### Brano da leggere
============

FOTO INGANNEVOLI. Alcune ritraggono Salvini e Meloni stretti accanto, abbracciati sul lungomare con gli sguardi all’Etna momentaneamente a riposo. Lei in elegante rosa luminoso, lui in abito grigio con sorriso a faccia piena. E’ il riposo dei guerrieri? No. Sembra la tattica di due che debbono “osservarsi” meglio. E’ la dichiarazione del capo leghista a suscitare scalpore: ”Le sanzioni dell’Europa invece di punire la Russia, stanno punendo gli italiani. Chi è stato sanzionato ci sta perfino guadagnando…”. Come dire: basta guerra, l’Ucraina ci faccia il piacere di consegnarsi alla Russia putiniana con mani e piedi legati”. Ma “Io sono Giorgia” non ha bisogno di ascoltare altro. Immediata la sua messa a punto: ”Immodificabile la nostra posizione con l’Europa, la Nato e l’Onu in difesa dell’aggredito, contro lo spietato aggressore”. Sul “Ponte che non c’è”, sventolano così simbolicamente due bandiere contrapposte: la rossa del Cremlino e il Tricolore italiano.

BUGIE E BUGIE. Quelle di Eduardo, grande commediografo, sono “d’autore”, quindi hanno le gambe “lunghe”. Quelle di Salvini, politico in crisi di consensi stando ai sondaggi, hanno le gambe “corte”: appena pronunciate, vengono subito smentite. Dice (anche a Cernobbio davanti agli imprenditori) che con le sanzioni europee Putin ci sta guadagnando. La Banca Centrale russa (con Dmitry Tulin che ne sta al vertice) fa invece sapere che il sistema bancario ha subìto perdite per 25 miliardi di euro, nella prima metà dell’anno, proprio per le sanzioni. Una coltellata, quello che riferisce l’agenzia ufficiale Tass, al putiniano cuore di Salvini?

============

### Estratto dati
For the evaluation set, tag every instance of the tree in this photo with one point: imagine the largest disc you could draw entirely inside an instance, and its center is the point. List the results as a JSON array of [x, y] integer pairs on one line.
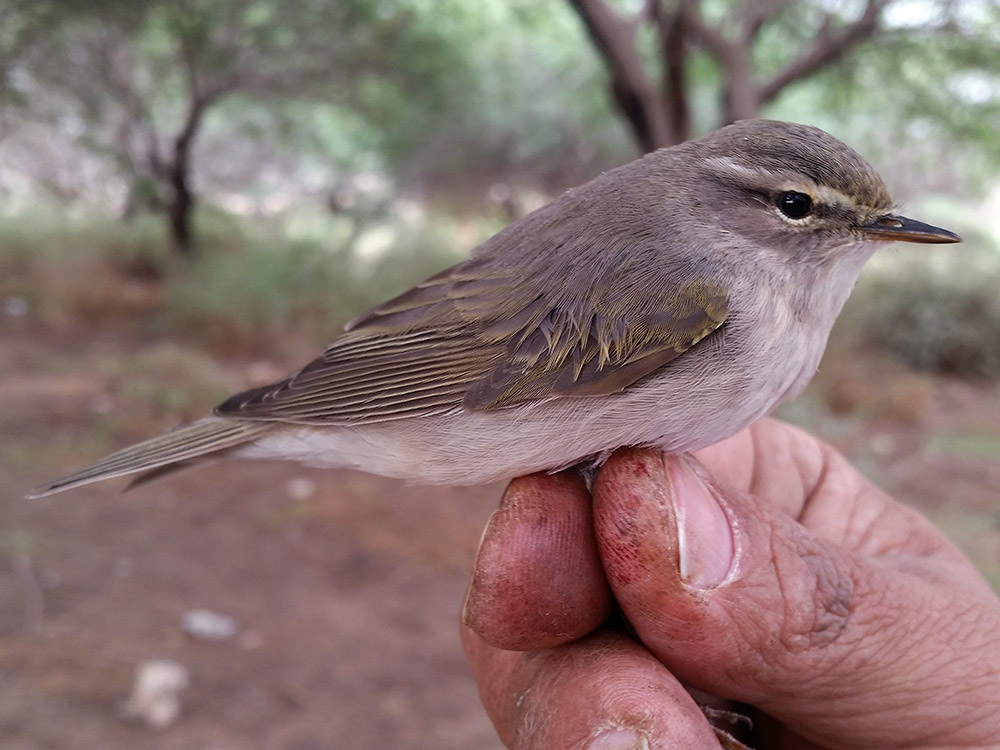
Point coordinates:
[[143, 77], [812, 36]]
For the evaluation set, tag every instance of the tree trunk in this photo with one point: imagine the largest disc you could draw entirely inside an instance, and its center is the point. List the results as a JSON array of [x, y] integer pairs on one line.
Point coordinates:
[[181, 200], [180, 210]]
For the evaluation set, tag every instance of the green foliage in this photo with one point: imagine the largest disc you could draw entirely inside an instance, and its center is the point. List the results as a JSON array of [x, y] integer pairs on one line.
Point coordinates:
[[250, 288], [937, 309]]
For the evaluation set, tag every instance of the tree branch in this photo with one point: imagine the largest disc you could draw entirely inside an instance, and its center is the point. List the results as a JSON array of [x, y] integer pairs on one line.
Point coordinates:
[[634, 92], [755, 15], [827, 48]]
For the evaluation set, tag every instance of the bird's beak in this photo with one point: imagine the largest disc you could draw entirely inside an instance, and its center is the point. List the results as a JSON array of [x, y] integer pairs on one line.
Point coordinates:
[[889, 228]]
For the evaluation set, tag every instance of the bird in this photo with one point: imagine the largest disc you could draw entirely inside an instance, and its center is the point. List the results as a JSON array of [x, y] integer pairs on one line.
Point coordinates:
[[670, 302]]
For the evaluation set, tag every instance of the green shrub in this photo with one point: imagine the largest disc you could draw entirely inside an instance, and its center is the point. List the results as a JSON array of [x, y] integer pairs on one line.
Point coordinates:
[[937, 309]]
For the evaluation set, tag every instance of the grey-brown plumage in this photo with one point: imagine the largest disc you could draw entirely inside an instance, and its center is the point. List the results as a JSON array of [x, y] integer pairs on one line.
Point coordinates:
[[669, 302]]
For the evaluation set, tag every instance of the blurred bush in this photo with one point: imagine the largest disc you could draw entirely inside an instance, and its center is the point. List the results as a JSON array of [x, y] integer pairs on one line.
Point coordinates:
[[936, 308], [251, 287]]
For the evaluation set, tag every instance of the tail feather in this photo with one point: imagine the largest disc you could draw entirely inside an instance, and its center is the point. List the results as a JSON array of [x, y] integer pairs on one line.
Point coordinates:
[[198, 439]]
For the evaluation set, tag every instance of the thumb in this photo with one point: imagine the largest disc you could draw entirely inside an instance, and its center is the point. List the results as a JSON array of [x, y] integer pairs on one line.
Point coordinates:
[[737, 598]]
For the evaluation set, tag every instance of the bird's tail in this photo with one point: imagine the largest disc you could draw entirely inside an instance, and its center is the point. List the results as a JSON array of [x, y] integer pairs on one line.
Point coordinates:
[[157, 455]]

============

### Consegna
Riporti il brano da "BUGIE E BUGIE." a "cuore di Salvini?", sostituendo "Cernobbio" con "Roma". Le righe non hanno alcuna attinenza con il brano.

### Risultato
BUGIE E BUGIE. Quelle di Eduardo, grande commediografo, sono “d’autore”, quindi hanno le gambe “lunghe”. Quelle di Salvini, politico in crisi di consensi stando ai sondaggi, hanno le gambe “corte”: appena pronunciate, vengono subito smentite. Dice (anche a Roma davanti agli imprenditori) che con le sanzioni europee Putin ci sta guadagnando. La Banca Centrale russa (con Dmitry Tulin che ne sta al vertice) fa invece sapere che il sistema bancario ha subìto perdite per 25 miliardi di euro, nella prima metà dell’anno, proprio per le sanzioni. Una coltellata, quello che riferisce l’agenzia ufficiale Tass, al putiniano cuore di Salvini?